▸ **EXERCISES**
1) List every common cause of this form of hypoxia that the hypoxia glossary entry names in its definition.
2) Resume the hypoxia glossary entry, starting right after its final sentence about exhaust leaks.

▸ **TEXT EXCERPT**

Definition
A form of hypoxia in which the blood is unable to carry a sufficient amount of oxygen to the body's tissues, even when enough oxygen is available in the lungs. Common causes include carbon monoxide poisoning, anemia, blood loss, and certain medications that interfere with the blood's oxygen-carrying capacity.
Plain English
A condition where the blood itself cannot carry enough oxygen to the body, even though the pilot is breathing normally. The lungs work fine, but the blood is the bottleneck.
Context Anchor
Seen in aeromedical discussions of hypoxia, especially when studying carbon monoxide poisoning and other causes of reduced oxygen delivery to the brain and body.
Derivation
From Greek 'hypo-' meaning 'under' or 'below', and 'haima' meaning 'blood'. The literal sense is 'deficient blood' — pointing to the fact that the problem is in the blood's ability to carry oxygen, not in the air or the lungs.
Why Pilots Care
It can impair judgment and night vision at lower altitudes than other hypoxia types, especially with exhaust leaks allowing carbon monoxide into the cabin.

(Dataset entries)
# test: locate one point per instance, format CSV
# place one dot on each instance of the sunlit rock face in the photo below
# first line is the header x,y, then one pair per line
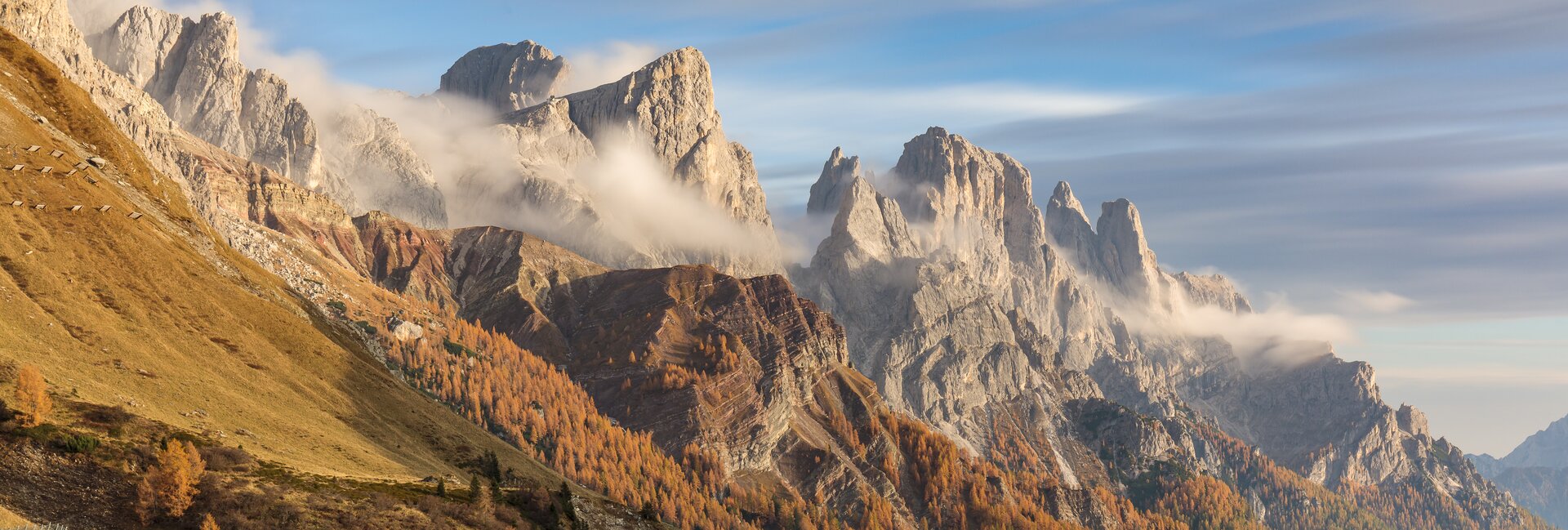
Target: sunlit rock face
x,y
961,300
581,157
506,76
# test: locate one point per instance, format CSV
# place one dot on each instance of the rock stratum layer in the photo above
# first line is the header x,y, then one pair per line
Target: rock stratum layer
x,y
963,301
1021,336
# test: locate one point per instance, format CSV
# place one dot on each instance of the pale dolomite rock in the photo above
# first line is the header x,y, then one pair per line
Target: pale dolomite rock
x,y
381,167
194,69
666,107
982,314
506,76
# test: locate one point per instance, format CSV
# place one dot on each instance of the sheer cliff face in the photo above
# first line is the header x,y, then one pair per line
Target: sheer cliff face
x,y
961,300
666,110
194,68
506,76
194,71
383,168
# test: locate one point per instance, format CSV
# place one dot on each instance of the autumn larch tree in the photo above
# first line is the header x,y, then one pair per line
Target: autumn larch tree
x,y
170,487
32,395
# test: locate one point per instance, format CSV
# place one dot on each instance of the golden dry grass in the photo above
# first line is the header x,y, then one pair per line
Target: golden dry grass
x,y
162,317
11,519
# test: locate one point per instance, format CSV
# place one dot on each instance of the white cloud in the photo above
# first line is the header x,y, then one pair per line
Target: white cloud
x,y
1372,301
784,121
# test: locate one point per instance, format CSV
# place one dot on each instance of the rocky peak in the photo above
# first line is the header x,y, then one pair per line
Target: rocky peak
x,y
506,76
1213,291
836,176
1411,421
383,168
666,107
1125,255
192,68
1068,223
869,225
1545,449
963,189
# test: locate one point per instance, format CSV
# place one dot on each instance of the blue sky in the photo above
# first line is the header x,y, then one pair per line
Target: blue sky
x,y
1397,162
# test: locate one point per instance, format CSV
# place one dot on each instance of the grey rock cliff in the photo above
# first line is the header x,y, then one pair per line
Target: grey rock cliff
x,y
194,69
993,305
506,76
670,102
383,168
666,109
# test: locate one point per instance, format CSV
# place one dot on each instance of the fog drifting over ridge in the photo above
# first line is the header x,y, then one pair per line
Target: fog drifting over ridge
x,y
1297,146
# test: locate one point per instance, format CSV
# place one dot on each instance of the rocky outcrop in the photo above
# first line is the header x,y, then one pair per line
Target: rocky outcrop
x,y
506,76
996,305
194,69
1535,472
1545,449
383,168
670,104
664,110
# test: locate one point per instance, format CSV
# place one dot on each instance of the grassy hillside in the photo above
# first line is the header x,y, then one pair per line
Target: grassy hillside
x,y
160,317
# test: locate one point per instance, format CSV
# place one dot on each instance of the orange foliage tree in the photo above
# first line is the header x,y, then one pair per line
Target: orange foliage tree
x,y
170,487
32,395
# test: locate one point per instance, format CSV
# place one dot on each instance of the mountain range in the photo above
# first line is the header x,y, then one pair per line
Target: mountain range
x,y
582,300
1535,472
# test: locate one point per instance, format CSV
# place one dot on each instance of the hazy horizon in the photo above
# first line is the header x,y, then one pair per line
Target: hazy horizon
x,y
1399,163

▸ **RESPONSES TO THE TASKS**
1)
- Carbon monoxide poisoning
- Anemia
- Blood loss
- Certain medications that interfere with the blood's oxygen-carrying capacity

2)
Grounding Statement
Plenty of oxygen in the air, plenty of oxygen reaching the lungs — but the blood can't carry it where it needs to go.
Intuition Check
Do not read hypemic as simply meaning “low oxygen in the air.” Here, it means the blood cannot carry enough oxygen, even if the air itself contains enough oxygen.
Example Sentence 1
A pilot who smokes heavily before a flight may experience hypemic hypoxia at altitudes well below where a non-smoker would feel any effects.
Example Sentence 2
Even at sea level, severe anemia can produce hypemic hypoxia and reduce a pilot's effective performance ceiling.